* [Task directions]:
Every line of the data must be copied exactly.

(Location identification items)
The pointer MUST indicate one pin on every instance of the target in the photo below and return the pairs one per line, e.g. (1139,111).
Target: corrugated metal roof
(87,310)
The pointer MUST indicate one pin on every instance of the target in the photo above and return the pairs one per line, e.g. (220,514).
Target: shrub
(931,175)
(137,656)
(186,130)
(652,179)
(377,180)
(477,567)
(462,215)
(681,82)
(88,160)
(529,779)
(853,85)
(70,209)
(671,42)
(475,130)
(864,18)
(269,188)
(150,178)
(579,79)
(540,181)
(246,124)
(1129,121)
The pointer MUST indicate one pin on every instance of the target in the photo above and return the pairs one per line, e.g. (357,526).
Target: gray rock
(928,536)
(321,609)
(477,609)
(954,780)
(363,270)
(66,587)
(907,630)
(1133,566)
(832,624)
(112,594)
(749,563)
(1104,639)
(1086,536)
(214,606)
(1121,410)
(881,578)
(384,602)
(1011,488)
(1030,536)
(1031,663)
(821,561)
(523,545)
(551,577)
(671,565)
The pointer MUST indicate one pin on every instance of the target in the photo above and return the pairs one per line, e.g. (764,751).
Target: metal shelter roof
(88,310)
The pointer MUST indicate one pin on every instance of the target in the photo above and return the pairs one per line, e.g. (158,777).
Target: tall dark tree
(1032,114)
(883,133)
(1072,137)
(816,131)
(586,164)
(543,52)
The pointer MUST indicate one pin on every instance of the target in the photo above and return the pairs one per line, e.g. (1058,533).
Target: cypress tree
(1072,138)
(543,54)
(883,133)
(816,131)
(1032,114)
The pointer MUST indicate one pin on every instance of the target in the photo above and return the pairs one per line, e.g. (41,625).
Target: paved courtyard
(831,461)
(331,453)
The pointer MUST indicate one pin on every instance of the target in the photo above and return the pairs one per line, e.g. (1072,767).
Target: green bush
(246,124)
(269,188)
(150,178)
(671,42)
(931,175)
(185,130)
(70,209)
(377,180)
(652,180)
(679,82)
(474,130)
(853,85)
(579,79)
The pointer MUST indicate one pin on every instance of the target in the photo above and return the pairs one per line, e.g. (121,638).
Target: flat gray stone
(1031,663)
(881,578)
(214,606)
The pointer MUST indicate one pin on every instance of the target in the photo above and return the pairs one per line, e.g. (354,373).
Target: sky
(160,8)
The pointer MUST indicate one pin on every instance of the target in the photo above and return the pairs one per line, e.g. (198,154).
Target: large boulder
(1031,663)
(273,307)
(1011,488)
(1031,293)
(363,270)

* [Written response]:
The pointer MUST indicate one pin on every instance of the target in the photo below and return the pairs one per line, e.g. (1139,111).
Target: corrugated metal roof
(87,310)
The pointer MUST indicate one pin on every instance of the target in the photo above and return the pairs one per line, e.g. (220,514).
Target: shrub
(931,175)
(137,656)
(186,130)
(652,179)
(377,180)
(477,567)
(462,215)
(681,82)
(88,160)
(529,779)
(853,85)
(70,209)
(671,42)
(475,130)
(864,18)
(269,188)
(150,178)
(579,79)
(540,181)
(246,124)
(1129,121)
The pointer MUST indicate one pin on every instance of the target in the photo above and return the pairs one per line, e.g. (357,526).
Target: gray rock
(928,536)
(321,609)
(477,609)
(954,780)
(363,270)
(66,587)
(907,630)
(1133,566)
(832,624)
(112,594)
(749,563)
(1104,639)
(1086,536)
(214,606)
(1121,410)
(881,578)
(384,602)
(1011,488)
(1030,536)
(1031,663)
(821,561)
(523,545)
(551,577)
(671,565)
The pointer MUST indicate one pin on every instance of the target in the photo above and return the pairs one per line, e.g. (764,751).
Target: metal shelter roof
(88,310)
The pointer MUST indicate one pin on every instance of the target in the photo above and return the pairs one per line, e.g. (158,777).
Target: tall dark tree
(1032,114)
(883,133)
(1072,137)
(816,131)
(586,164)
(543,52)
The pointer MUST indicate one pin on every instance of the target in the photo above and return the pairs one per line, e.g. (1058,533).
Target: cypress tree
(1072,138)
(543,54)
(883,133)
(816,131)
(1032,114)
The pointer MUST indicate one pin on every instance of the target in the photo above and return the pairs one per line, e.g. (41,625).
Target: paved courtyard
(831,461)
(331,453)
The pointer MUST indicate one pin on every instance of the target in the photo above and return the pairs one per line, e.g. (1072,767).
Target: green bush
(246,124)
(269,188)
(150,178)
(671,42)
(931,175)
(185,130)
(70,209)
(377,180)
(652,180)
(679,82)
(474,130)
(853,85)
(579,79)
The pointer MUST indicate one pin on every instance of the target in the photo above and return the pairs one per line, e.g. (121,638).
Target: flat gray stone
(1031,663)
(881,578)
(214,606)
The pointer MUST indicate one pin on every instance of the target in the photo above and return the pairs one per line, e.g. (354,373).
Target: sky
(160,8)
The pointer MUST indicate one pin on every instance of the target in the photo above and return the pairs one per line, e.g. (198,154).
Target: large boulder
(1031,663)
(273,307)
(1011,488)
(1031,293)
(363,270)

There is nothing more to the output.